Page excerpt:
## start

Tuesday, August 3, 2010

There's Nothing Wrong With A Little Dirt

A lot of television gets watched at TV Steve. Some would even say too much. To which I say some people should keep their opinions to themselves and let a grown-man, no matter how juvenile and immature he may be, choose how to spend his free time.

But I digress.

While I like TV and all the channels it has to offer at all times of the day, I’m also not opposed to the written word. After all, you can’t take your big screen on the subway with you to help shorten the daily commute. Today will be the inaugural book review at this humble blog.

To kick start the heart of this new theme, I will be reviewing The Dirt, the autobiography of one of the most legendary bands of the 1980s, Mötley Crüe.

The Dirt is a feel good story of four friends – Nikki Sixx, Tommy Lee, Mick Mars and Vince Neil - with a dream and taking whatever steps they had to in order to achieve it. If those steps involved doing more drugs than the ’86 Mets, having more sex than Wilt Chamberlain and applying more make up than J. Edgar Hoover, then so be it.

## end

Given information:
## start

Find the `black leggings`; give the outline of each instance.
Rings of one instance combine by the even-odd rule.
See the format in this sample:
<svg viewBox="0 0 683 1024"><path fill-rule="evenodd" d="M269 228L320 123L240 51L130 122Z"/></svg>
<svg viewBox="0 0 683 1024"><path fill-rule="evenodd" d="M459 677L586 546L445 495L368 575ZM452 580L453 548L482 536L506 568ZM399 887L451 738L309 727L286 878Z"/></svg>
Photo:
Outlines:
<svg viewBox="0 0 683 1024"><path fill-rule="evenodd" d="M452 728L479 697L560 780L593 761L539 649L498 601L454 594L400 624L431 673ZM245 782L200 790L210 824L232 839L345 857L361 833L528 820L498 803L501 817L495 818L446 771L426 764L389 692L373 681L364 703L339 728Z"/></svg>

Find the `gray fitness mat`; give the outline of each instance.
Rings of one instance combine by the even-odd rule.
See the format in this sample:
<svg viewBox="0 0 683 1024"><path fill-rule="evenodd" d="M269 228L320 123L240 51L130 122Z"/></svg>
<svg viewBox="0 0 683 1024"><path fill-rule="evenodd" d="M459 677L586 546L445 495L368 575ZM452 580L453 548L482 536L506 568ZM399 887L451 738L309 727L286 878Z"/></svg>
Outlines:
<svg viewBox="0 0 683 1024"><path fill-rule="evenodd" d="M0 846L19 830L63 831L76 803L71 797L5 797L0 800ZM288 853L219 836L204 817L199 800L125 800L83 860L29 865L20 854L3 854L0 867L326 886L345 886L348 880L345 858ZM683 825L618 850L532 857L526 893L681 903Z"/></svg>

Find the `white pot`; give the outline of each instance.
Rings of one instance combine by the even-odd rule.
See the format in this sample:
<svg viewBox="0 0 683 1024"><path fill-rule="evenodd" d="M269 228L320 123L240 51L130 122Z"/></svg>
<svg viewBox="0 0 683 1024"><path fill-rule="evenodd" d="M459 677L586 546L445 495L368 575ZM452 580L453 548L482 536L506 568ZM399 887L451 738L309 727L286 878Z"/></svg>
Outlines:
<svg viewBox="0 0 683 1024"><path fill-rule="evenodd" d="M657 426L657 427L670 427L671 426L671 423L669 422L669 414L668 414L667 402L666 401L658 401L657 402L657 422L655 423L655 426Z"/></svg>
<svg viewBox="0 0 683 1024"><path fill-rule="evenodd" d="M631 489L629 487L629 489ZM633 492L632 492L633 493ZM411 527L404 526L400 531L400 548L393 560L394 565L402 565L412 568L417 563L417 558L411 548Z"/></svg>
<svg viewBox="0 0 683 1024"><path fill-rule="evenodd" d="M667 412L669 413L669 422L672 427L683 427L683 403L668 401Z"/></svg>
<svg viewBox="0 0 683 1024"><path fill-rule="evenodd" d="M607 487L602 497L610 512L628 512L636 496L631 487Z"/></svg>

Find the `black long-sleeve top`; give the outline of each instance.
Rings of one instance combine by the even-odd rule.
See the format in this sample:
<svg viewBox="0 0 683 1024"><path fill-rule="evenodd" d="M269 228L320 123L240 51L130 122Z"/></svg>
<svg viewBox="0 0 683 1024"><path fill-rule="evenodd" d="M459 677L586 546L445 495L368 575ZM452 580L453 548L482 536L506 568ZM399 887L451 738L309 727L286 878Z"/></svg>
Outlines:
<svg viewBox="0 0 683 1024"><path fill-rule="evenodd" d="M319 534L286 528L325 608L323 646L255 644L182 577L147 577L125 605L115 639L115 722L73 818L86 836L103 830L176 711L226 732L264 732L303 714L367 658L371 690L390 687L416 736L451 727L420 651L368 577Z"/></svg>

## end

What this task involves:
Write out the blog post above on The Dirt again in full, word for word.

Reply:
Tuesday, August 3, 2010

There's Nothing Wrong With A Little Dirt

A lot of television gets watched at TV Steve. Some would even say too much. To which I say some people should keep their opinions to themselves and let a grown-man, no matter how juvenile and immature he may be, choose how to spend his free time.

But I digress.

While I like TV and all the channels it has to offer at all times of the day, I’m also not opposed to the written word. After all, you can’t take your big screen on the subway with you to help shorten the daily commute. Today will be the inaugural book review at this humble blog.

To kick start the heart of this new theme, I will be reviewing The Dirt, the autobiography of one of the most legendary bands of the 1980s, Mötley Crüe.

The Dirt is a feel good story of four friends – Nikki Sixx, Tommy Lee, Mick Mars and Vince Neil - with a dream and taking whatever steps they had to in order to achieve it. If those steps involved doing more drugs than the ’86 Mets, having more sex than Wilt Chamberlain and applying more make up than J. Edgar Hoover, then so be it.